=== Excerpted text ===

Number of Rejected Ballots Still Unclear

Claim: “Historically low absentee ballot rejection rates despite the massive expansion of mail voting. Such is Biden’s narrow margin that, as political analyst Robert Barnes observes, ‘If the states simply imposed the same absentee ballot rejection rate as recent cycles, then Trump wins the election.'”

Facts: Most states have not yet released data on how many mail-in ballots were rejected, so we don’t know what the rates were in the 2020 election.

There has been speculation, though, that they may be lower than in previous years; we’ll explain why later.

But both Robert Barnes and, by extension, the Spectator story, appear to have based this claim on an internet post written by A.J. Cooke, who describes himself as a “conservative ghostwriter.” With his statement, Barnes tweeted a graph that had been included in Cooke’s post.

The graph included what Cooke purported to be the number of mail-in ballots that should have been rejected and the number of votes by which Biden won in five states — Pennsylvania, Georgia, Wisconsin, Arizona and Nevada.

In the first four states, as Cooke figured it, the number of ballots that should have been rejected was larger than Biden’s lead.

But relying on this to conclude that Biden should have actually lost those states is flawed.

Cooke came up with the number of ballots he thought should be rejected by applying the rejection rate from the 2018 midterm elections for each state to the number of mail-in ballots they received in 2020. But that doesn’t take into account the reasons the rejection rate may have been lower in 2020.

“First, states changed laws that cause rejected ballots, either on their own or through court action,” said Michael McDonald, a political science professor at the University of Florida who runs the United States Elections Project. “Second, voters returned ballots sooner than in past elections, allowing voters and election officials more time to fix deficient ballots. Third, election officials and outside organizations had better communication with voters who had rejected ballots. States created new online portals where voters could check the status of their ballots, election officials had more proactive outreach efforts, and outside organizations invested in communications to supplement election officials’ efforts.”

In Michigan, one of the states that has released its ballot rejection data, Secretary of State Jocelyn Benson pointed to some of the same reasons.

“It is also gratifying that our voter education efforts, alongside those of countless other nonpartisan organizations, in addition to the installation of secure ballot drop boxes across the state, combined to dramatically reduce the rate of voter disenfranchisement due to late submission and signature errors,” Benson said in a statement.

Michigan rejected 0.46% of the mail-in ballots submitted for the 2020 election, down from 0.57% in 2018 and 0.49% in 2016.

No ‘Missing Votes’ in Delaware County, Pennsylvania

Claim: “Missing votes. In Delaware County, Pennsylvania, 50,000 votes held on 47 USB cards are missing.”

Facts: This appears to be based on one of the claims advanced by Rudy Giuliani, Trump’s personal lawyer, in his effort to overturn the election results.

Giuliani brought several individuals to the Pennsylvania State Senate Majority Policy Committee in a hotel ballroom in Gettysburg, Pennsylvania, on Nov. 25. Among them was Gregory Stenstrom, who identified himself as a poll watcher in Delaware County and alleged something similar to this claim.

The state Senate panel — made up entirely of Republicans — convened four days after a federal judge dismissed a Trump campaign lawsuit aimed at preventing Pennsylvania from certifying its election results.

===

=== Using the information ===
**A.** In the election fact-check, what percentage of mail-in ballots submitted for the 2020 election did Michigan reject?
**B.** Using the election fact-check, explain why Cooke's estimate of how many ballots should have been rejected is an unreliable basis for concluding that Biden should have lost those states.
**C.** Continue the election fact-check from the point where it stops.

=== Information ===

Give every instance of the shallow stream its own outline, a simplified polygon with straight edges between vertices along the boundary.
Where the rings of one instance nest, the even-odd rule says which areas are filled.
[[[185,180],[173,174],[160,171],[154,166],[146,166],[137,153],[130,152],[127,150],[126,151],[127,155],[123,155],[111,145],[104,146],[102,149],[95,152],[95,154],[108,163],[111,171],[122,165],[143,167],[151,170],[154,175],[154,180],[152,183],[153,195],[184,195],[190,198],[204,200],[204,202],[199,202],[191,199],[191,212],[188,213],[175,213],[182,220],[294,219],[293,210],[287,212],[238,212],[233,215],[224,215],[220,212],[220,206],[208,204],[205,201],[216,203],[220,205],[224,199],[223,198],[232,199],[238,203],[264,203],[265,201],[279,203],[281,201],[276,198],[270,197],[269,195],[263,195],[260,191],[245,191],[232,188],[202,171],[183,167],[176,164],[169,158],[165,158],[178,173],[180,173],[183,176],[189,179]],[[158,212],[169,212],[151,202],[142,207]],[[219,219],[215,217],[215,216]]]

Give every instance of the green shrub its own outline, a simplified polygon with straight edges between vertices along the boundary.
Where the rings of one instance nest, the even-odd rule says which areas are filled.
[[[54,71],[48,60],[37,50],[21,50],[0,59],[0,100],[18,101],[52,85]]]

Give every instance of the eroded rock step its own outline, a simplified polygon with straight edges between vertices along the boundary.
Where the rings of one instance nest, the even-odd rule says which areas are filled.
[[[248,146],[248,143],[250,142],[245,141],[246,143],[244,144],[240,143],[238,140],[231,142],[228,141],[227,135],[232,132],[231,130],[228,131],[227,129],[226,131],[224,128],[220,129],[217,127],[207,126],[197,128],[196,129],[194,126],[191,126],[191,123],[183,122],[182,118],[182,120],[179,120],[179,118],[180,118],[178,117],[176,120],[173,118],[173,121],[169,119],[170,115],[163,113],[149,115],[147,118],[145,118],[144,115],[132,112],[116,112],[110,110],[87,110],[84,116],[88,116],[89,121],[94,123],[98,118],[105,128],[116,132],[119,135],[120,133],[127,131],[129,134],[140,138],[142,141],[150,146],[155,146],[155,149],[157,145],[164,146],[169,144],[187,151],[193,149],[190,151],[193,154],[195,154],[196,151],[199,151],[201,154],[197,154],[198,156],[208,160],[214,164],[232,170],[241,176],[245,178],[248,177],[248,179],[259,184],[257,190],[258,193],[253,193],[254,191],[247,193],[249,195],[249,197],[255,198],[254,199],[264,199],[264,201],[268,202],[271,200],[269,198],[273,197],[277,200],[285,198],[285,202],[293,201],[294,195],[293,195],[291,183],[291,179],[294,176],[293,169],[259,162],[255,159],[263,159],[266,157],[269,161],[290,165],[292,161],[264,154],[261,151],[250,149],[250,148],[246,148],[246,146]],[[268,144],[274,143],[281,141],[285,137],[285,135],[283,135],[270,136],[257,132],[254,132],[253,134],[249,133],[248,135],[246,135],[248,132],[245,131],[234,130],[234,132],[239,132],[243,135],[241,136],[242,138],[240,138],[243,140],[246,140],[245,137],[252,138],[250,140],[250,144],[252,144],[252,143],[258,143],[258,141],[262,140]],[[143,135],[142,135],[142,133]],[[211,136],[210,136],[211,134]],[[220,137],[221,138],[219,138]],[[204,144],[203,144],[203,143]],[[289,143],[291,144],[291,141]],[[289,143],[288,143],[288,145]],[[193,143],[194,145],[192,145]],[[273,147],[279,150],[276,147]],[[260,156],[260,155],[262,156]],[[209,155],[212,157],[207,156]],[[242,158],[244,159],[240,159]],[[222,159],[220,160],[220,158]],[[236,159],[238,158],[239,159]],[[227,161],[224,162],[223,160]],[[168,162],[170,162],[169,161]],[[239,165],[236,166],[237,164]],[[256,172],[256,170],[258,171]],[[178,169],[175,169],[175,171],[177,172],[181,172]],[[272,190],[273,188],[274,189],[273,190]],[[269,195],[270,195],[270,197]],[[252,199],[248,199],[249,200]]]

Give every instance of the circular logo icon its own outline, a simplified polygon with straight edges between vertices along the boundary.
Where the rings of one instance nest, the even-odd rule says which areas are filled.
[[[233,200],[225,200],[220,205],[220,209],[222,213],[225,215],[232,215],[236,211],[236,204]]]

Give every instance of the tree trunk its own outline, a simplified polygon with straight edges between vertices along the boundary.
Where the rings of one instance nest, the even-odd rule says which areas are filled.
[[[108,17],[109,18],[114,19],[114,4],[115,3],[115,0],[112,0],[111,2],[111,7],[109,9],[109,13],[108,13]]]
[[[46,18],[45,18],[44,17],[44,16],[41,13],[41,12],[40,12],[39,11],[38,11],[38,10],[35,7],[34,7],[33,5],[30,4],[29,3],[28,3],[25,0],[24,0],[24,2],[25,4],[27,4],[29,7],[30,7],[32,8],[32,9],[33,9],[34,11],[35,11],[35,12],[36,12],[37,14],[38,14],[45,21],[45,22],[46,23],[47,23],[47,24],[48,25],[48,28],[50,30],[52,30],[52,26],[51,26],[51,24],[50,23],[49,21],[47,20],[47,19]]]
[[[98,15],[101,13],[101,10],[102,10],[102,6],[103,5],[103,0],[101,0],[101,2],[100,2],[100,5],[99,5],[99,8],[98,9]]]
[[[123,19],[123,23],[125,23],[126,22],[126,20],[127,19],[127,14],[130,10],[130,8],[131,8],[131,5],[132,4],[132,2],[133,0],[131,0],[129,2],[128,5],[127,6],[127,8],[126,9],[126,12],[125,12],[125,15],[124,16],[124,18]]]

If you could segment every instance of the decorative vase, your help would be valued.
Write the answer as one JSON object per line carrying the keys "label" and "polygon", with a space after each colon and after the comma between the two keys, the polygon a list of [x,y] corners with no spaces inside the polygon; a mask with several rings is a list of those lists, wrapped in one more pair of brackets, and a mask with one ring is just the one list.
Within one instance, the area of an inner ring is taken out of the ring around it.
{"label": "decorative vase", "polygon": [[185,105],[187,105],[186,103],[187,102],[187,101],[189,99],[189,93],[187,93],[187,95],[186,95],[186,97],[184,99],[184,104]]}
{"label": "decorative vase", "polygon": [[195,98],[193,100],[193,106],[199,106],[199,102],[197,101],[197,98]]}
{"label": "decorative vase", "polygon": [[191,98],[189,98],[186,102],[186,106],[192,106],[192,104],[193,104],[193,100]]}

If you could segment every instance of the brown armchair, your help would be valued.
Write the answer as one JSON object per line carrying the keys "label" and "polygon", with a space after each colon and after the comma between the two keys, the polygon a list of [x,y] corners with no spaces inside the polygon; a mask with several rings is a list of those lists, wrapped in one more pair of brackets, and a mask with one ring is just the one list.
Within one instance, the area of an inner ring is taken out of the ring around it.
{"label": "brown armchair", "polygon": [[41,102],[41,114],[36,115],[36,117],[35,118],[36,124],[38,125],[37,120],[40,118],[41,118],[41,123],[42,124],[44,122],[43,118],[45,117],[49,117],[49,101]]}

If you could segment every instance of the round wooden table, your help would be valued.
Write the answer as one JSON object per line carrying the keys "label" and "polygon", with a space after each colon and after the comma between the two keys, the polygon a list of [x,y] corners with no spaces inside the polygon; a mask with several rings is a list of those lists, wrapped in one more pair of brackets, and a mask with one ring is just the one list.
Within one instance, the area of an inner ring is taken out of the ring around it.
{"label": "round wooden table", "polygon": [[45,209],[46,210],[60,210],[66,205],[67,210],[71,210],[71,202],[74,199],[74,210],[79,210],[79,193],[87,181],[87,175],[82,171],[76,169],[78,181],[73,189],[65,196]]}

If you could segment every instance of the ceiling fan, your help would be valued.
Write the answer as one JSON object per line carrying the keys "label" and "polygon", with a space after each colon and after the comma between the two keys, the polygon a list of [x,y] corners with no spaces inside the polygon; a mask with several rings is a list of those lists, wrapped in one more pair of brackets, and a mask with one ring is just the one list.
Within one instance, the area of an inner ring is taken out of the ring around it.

===

=== Numbered answers ===
**A.** Michigan rejected 0.46% of the mail-in ballots submitted for the 2020 election.

**B.** Cooke applied each state's 2018 midterm rejection rate to the number of mail-in ballots received in 2020. That method ignores reasons the 2020 rate may have been lower: states changed laws that cause rejections, voters returned ballots sooner and so left more time to fix deficient ones, and election officials and outside organizations communicated better with voters.

**C.**
Biden won the state by 80,555 votes, and the results were certified the day before the Gettysburg panel met.

At the panel hearing, Stenstrom claimed that, on Election Day, he saw thumb drives, called vCards, “being uploaded to the voting machines by the voting machine warehouse supervisor on multiple occasions.” Those uploads resulted in 50,000 votes for Biden, he said.

Then, he claimed, “as of today, 47 USB vCards are missing, and they’re nowhere to be found.”

Stenstrom did not provide any evidence that the cards were used to upload fraudulent votes or that Biden benefited from this purportedly illegal upload.

Delaware County officials explained to us that the vCards are used to transfer data from the paper-ballot scanning machines at each precinct to the central vote tabulating system. Uploading data from the vCards is part of the regular process for tallying votes — there’s nothing untoward about it. Other parts of his claim are also false, they said.

“The allegation that someone from the voting machine warehouse uploaded anything from any vCards is utterly false,” Adrienne Marofsky, the county’s spokeswoman, told us by email.

Nobody from the warehouse is trained to use the software that uploads the data from the vCards, she said. That job is done by staff in the bureau of elections department or the information technology liaison.

“This is not a system designed for mass use and it is not intuitive such that a new user with no training on the system could manage to navigate their way through it,” she wrote, noting that it’s possible Stenstrom might have mistaken the IT liaison for a warehouse worker.

Likewise, Marofsky said, “the report of 47 ‘missing’ vCards is false.”

It’s not uncommon for some vCards to be delivered after Election Day, she said.

“Within a day or so after Election Day, the vCards that had not been returned on election night were accounted for,” Marofsky said. “A number of them were simply left in the scanners by the local election board and were recovered when the scanners (which were put in sealed rolling carts called ‘cages’ at the end of the day on Election Day) were returned to the voting machine warehouse.”

Marofsky also noted that there are two fail-safes if a vCard were to be lost — the vote scanners’ hard drives hold the original data and the paper ballots are held in sealed, numbered bags in case they need to be rescanned.

Beyond that, Marofsky said, “Stenstrom’s allegations rely on the proposition that the Board of Elections staff was working in league with the Democratic Party to engage in a mass fraud. That theory makes absolutely no sense when one considers the fact that: (1) the Chief Clerk of the Bureau of Elections has worked in that position for Delaware County approximately 15 years, 14 of them under Republican rule… (2) the Director of the County Voter Registration Office has worked for the County for approximately 20 years, 19 of them under Republican rule… (3) the IT liaison to the Bureau of Elections has worked in that capacity for many years, all of them prior to 2020 under Republican rule.”

“These individuals—not Democratic partisans—ran the election in Delaware County and handled the counting/tallying of the votes in Delaware County. It is simply absurd to propose that after years and years of running elections under Republican administrations in Delaware County, they all suddenly became Democratic fraudsters overnight,” Marofsky said.

Also, the results of the 2020 election in Delaware County are on par with the results from 2016.

The county’s turnout increased 10% (there was a 16% increase nationally), so there were more ballots. But the parties maintained roughly the same share of the vote. In 2016, Hillary Clinton received 60%, while Trump received 37%. In 2020, Biden received 63%, while Trump received 36%.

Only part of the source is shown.